▸ PROVIDED TEXT
╭──

Masters of the Irish Guitar

 

Shanachie 78064; 53 minutes; 2006

 

The guitar, once rarely heard in Irish music, is now firmly established as a sophisticated solo vehicle for traditional airs and dance tunes. This compilation showcases the virtuosity and widely diverse styles of nine of today’s leading Irish guitarists. From elegant finger-style settings of ancient harp tunes to hot flatpicking solos, Masters of the Irish Guitar offers music to please every guitar lover. [From the CD’s tray liner]

 

If there’s one thing guaranteed to get this reviewer’s goat (a geriatric Puck Fair rejection by the name of Jimmy) it’s claims such as the above whose opening sentence provokes the simple response “says who?” Whatever the Shanachie label and the co-ordinator of this album, Dónal Clancy, might believe, the guitar’s role in Irish music remains exceptionally limited. True, there might be a solo spot during a Danú concert for Clancy to showcase his skills, but I’ve seen Altan and Lúnasa several times and never seen the limelight suddenly descend upon Dáithí Sproule or Donogh Hennessy (who has, of course, now left Lúnasa). Realistically, the only guitarists who regularly enter the spotlight are Dennis Cahill, during his shows with Martin Hayes, and Arty McGlynn, in similar fashion with Nollaig Casey. Then  there’s the reference to ‘Irish guitarists’ which must sadly exclude one of the nine participants on this album, Randal Bays.

╰──

▸ MATERIAL SHOWN
╭──

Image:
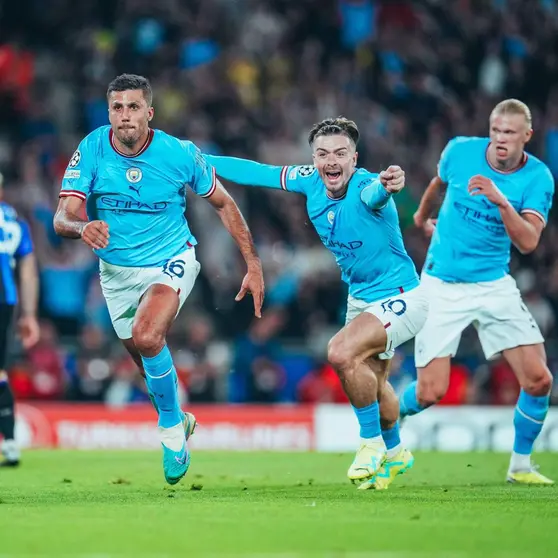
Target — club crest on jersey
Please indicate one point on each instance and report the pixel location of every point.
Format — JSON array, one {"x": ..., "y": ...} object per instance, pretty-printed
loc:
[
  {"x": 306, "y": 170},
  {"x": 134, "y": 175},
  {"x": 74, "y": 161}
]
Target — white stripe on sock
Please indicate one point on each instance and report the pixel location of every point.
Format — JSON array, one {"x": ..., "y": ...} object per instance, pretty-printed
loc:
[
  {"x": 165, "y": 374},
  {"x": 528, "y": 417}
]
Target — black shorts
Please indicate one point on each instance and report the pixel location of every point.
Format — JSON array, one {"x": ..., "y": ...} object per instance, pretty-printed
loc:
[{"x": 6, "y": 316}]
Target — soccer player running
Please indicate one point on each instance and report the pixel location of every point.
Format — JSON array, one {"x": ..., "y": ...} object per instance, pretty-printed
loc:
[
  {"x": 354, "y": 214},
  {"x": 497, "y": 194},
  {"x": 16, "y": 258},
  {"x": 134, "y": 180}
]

╰──
╭──

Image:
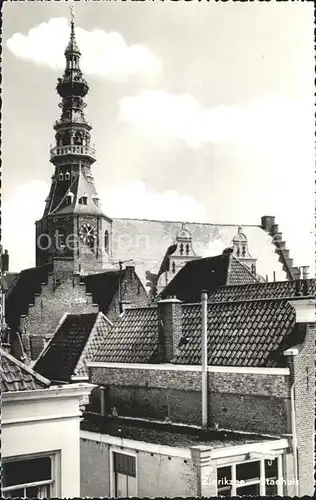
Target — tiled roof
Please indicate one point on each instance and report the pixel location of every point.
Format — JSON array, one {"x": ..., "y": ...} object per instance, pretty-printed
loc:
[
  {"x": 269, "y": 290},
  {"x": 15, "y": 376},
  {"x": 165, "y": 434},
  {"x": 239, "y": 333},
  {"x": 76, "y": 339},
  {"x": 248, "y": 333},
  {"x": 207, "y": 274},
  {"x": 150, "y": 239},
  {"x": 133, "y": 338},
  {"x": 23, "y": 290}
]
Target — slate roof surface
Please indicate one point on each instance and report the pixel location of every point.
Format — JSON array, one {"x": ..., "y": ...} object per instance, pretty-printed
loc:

╰──

▸ EXERCISE DIRECTIONS
Pick up the album review of Masters of the Irish Guitar after its last sentence and keep going in the same voice.

▸ TASK RESULT
 

More to the point, this album’s title is also deeply questionable. What is an ‘Irish guitar’. We all know how the bouzouki became adapted to the needs of Irish accompanists once the instrument arrived in the country via Johnny Moynihan, but the guitar’s integral shape has not been similarly revised by its protagonists. True, the DADGAD tuning has become the norm, but even that was an import from the UK folk club scene (and it’s sad to see that the very male ‘masters’ does not include one of the finest players of the instrument using that setting – Sarah McQuaid, author of Ossian’s The DADGAD Guitar Book). Indeed, and in contrast, Dennis Cahill continues to utilise the old standard EADGBE tuning.

 

Additionally, ‘masters’ is a highly loaded description and one, at least in Irish music terms, usually associated with important players from the past.

 

As for the music itself, well that familiar Samuel Johnson comment about dogs standing on their hind legs springs to mind. There’s no questioning the ability of any of the musicians on this album (Bays, Cahill, Clancy, John Doyle, Hennessy. McGlynn, Garry O’Briain, Séamie O’Dowd and Sproule), but there’s plenty of reasons for questioning its existence.

 

Overall, listening to this CD feels like a dumbing-down experience and makes one wish for a sudden incursion by a fiddler or piper or anyone who can take control of a tune and drag it from the guitarist’s hands into a more meaningful world.

 

Geoff Wallis

 

13h April, 2006

 


 

Check www.shanachie.com for more information about this album.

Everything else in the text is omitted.